◆ **STATED PROBLEM**: Edit the data below by changing each occurrence of "even-odd rule" to "nonzero winding rule". Keep every other line unchanged.

◆ **SUPPLIED DATA**:
* BEGIN *

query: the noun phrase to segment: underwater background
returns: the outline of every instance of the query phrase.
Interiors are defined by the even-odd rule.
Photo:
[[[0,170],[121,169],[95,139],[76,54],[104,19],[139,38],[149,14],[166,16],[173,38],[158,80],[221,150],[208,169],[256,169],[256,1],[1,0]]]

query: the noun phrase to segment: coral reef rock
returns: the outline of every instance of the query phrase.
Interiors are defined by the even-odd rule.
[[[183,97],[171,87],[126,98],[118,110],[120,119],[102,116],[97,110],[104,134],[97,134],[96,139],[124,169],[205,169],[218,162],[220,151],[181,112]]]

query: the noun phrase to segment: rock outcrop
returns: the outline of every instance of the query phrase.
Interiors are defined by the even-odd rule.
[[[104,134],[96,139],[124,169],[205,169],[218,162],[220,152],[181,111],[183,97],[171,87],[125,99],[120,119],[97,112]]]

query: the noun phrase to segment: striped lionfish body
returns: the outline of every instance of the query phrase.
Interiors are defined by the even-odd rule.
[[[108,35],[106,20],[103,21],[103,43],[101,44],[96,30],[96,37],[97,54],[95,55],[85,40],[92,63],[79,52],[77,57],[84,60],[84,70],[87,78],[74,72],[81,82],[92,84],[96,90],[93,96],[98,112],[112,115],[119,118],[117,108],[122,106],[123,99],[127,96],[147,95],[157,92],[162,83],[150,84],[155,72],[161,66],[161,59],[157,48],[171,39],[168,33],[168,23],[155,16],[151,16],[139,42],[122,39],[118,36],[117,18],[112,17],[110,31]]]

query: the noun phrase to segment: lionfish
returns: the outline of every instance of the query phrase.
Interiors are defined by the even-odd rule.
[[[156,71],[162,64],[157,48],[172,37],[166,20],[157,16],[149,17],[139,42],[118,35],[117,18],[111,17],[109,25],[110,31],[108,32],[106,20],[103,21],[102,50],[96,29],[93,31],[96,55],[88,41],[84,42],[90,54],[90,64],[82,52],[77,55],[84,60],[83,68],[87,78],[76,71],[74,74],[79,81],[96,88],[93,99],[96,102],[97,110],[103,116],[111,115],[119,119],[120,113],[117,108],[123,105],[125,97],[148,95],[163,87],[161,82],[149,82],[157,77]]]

* END *

◆ **CORRECT OUTPUT**:
query: the noun phrase to segment: underwater background
returns: the outline of every instance of the query phrase.
Interiors are defined by the nonzero winding rule.
Photo:
[[[0,170],[121,169],[95,139],[76,54],[104,19],[139,38],[149,14],[166,16],[173,38],[158,80],[221,150],[208,169],[256,169],[256,1],[1,0]]]

query: the noun phrase to segment: coral reef rock
returns: the outline of every instance of the query phrase.
Interiors are defined by the nonzero winding rule.
[[[183,97],[171,87],[126,98],[118,110],[120,119],[102,116],[97,110],[104,134],[97,134],[96,139],[124,169],[205,169],[218,162],[220,151],[181,112]]]

query: the noun phrase to segment: rock outcrop
returns: the outline of every instance of the query phrase.
Interiors are defined by the nonzero winding rule.
[[[104,134],[96,139],[124,169],[205,169],[218,162],[220,152],[181,111],[183,97],[171,87],[125,99],[120,119],[97,112]]]

query: the noun phrase to segment: striped lionfish body
returns: the outline of every instance of the query phrase.
Interiors are defined by the nonzero winding rule.
[[[108,35],[106,20],[103,21],[103,43],[101,44],[96,30],[96,37],[97,54],[95,55],[85,40],[92,63],[79,52],[77,57],[84,60],[84,70],[87,78],[74,72],[81,82],[92,84],[96,90],[93,96],[98,112],[112,115],[119,118],[117,108],[122,106],[123,99],[127,96],[147,95],[157,92],[162,83],[150,84],[155,72],[161,66],[161,59],[157,48],[171,39],[168,33],[168,23],[155,16],[151,16],[139,42],[122,39],[118,36],[117,18],[112,17],[110,31]]]

query: the noun phrase to segment: lionfish
returns: the outline of every instance of the query phrase.
Interiors are defined by the nonzero winding rule.
[[[156,71],[162,64],[157,48],[172,37],[166,20],[157,16],[149,17],[139,42],[118,35],[117,18],[111,17],[109,25],[110,31],[108,32],[106,20],[103,21],[102,50],[96,29],[93,31],[96,55],[88,41],[84,42],[90,54],[90,64],[82,52],[77,55],[84,60],[83,68],[87,78],[76,71],[74,74],[79,81],[96,88],[93,99],[96,102],[97,110],[103,116],[111,115],[119,119],[120,113],[117,108],[123,105],[125,97],[148,95],[163,87],[161,82],[149,82],[157,77]]]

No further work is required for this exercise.